▶ _CONSIGNE ÉCRITE_
Transcrivez chaque ligne des enregistrements ci-dessous dans une liste JSON de chaînes, une chaîne par ligne, en omettant les lignes vides.

▶ _ENTRÉES FOURNIES_
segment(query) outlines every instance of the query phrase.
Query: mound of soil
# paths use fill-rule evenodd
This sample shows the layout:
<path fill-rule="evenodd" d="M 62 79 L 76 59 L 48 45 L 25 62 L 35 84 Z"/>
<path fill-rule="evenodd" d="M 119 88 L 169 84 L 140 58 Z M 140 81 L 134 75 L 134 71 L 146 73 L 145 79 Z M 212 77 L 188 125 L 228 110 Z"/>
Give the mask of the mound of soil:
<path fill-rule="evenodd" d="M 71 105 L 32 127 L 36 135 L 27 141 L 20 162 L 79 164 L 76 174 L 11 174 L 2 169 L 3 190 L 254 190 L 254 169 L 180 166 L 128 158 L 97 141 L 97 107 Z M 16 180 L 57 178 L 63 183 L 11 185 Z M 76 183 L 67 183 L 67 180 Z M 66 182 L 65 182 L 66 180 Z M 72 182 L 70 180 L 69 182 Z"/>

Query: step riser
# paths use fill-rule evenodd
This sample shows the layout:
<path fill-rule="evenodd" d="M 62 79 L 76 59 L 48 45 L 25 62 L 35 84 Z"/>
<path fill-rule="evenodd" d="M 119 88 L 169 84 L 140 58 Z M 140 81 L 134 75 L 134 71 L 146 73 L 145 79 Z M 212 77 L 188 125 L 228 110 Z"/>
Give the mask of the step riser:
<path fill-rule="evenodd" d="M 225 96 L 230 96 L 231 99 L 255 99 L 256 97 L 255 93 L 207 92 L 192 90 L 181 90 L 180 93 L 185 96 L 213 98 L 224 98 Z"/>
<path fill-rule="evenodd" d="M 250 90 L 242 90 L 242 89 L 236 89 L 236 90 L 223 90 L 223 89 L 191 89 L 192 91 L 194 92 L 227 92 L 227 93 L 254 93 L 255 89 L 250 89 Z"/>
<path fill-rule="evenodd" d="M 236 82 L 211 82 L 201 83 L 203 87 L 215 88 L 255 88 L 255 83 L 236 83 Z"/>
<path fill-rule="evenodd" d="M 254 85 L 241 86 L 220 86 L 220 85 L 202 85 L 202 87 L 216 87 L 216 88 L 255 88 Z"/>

▶ _RÉSULTAT COMPLET_
[
  "segment(query) outlines every instance of the query phrase.",
  "Query: mound of soil",
  "# paths use fill-rule evenodd",
  "This sample shows the layout:",
  "<path fill-rule=\"evenodd\" d=\"M 62 79 L 76 59 L 48 45 L 25 62 L 35 84 Z\"/>",
  "<path fill-rule=\"evenodd\" d=\"M 119 88 L 169 84 L 140 58 Z M 140 81 L 134 75 L 134 71 L 146 73 L 145 79 Z M 212 77 L 188 125 L 228 110 Z\"/>",
  "Give the mask of the mound of soil:",
  "<path fill-rule=\"evenodd\" d=\"M 71 105 L 32 127 L 36 135 L 27 141 L 20 162 L 79 164 L 76 174 L 11 174 L 2 169 L 3 190 L 254 190 L 254 169 L 180 166 L 128 158 L 97 141 L 97 107 Z M 16 180 L 57 178 L 63 183 L 11 185 Z M 76 183 L 67 183 L 67 180 Z M 66 182 L 65 182 L 66 180 Z M 72 182 L 70 180 L 69 182 Z\"/>",
  "Query: step riser",
  "# paths use fill-rule evenodd",
  "This sample shows the layout:",
  "<path fill-rule=\"evenodd\" d=\"M 62 79 L 76 59 L 48 45 L 25 62 L 35 84 Z\"/>",
  "<path fill-rule=\"evenodd\" d=\"M 119 88 L 169 84 L 140 58 Z M 140 81 L 134 75 L 134 71 L 146 73 L 145 79 Z M 212 77 L 188 125 L 228 110 Z\"/>",
  "Give the mask of the step riser:",
  "<path fill-rule=\"evenodd\" d=\"M 225 96 L 230 96 L 231 99 L 255 99 L 256 97 L 255 93 L 207 92 L 192 90 L 181 90 L 180 93 L 185 96 L 213 98 L 224 98 Z\"/>",
  "<path fill-rule=\"evenodd\" d=\"M 250 90 L 242 90 L 242 89 L 236 89 L 236 90 L 223 90 L 223 89 L 191 89 L 192 91 L 194 92 L 227 92 L 227 93 L 254 93 L 255 89 L 250 89 Z\"/>",
  "<path fill-rule=\"evenodd\" d=\"M 236 82 L 211 82 L 201 83 L 203 87 L 215 88 L 255 88 L 255 83 L 236 83 Z\"/>",
  "<path fill-rule=\"evenodd\" d=\"M 254 85 L 241 86 L 220 86 L 220 85 L 202 85 L 202 87 L 216 87 L 216 88 L 255 88 Z\"/>"
]